_Provided material_.
Segment Open

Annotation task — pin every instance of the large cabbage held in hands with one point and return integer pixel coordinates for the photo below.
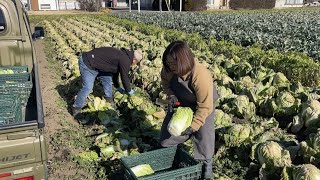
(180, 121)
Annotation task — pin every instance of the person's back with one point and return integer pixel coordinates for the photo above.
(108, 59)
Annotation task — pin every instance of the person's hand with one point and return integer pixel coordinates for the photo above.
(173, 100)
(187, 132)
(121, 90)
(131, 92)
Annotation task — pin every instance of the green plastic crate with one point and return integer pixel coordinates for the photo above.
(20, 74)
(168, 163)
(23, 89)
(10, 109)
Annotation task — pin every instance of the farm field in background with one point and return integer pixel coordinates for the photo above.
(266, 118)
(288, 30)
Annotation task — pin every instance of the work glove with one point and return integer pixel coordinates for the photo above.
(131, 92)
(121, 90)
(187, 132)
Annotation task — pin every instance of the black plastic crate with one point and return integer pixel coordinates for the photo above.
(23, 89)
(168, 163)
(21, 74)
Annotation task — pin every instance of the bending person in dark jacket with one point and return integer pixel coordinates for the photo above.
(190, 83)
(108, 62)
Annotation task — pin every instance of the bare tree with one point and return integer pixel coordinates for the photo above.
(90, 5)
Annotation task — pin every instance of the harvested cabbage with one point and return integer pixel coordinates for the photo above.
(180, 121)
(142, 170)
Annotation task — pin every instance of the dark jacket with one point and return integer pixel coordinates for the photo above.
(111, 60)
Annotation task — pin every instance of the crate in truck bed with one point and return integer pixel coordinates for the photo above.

Segment Closed
Segment Open

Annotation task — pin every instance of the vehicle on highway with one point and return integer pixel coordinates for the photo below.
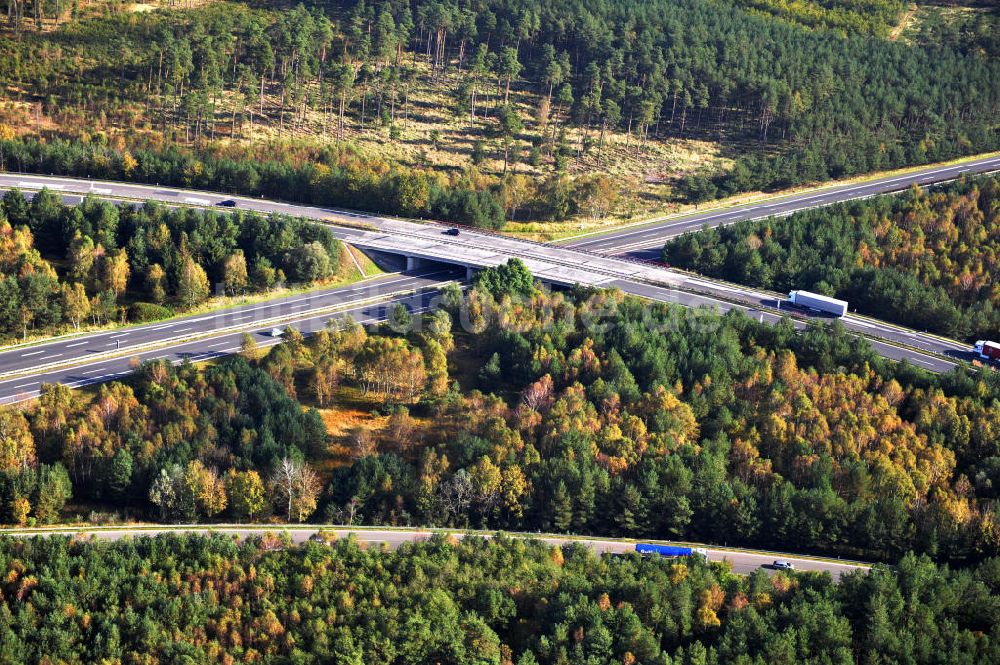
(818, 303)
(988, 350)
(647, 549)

Segment Closed

_What to produce_. The answer is the run of lines above from the line containing "Annotation task — pin every instance of the dark" through the line containing "Annotation task — pin every instance of the crate", copied exactly and alone.

_Exercise answer_.
Annotation task — pin every instance of the dark jacket with one point and return integer pixel coordinates for the photo above.
(111, 60)
Annotation task — pin every instance of the crate in truck bed with one point and return integer pixel coordinates for the photo above.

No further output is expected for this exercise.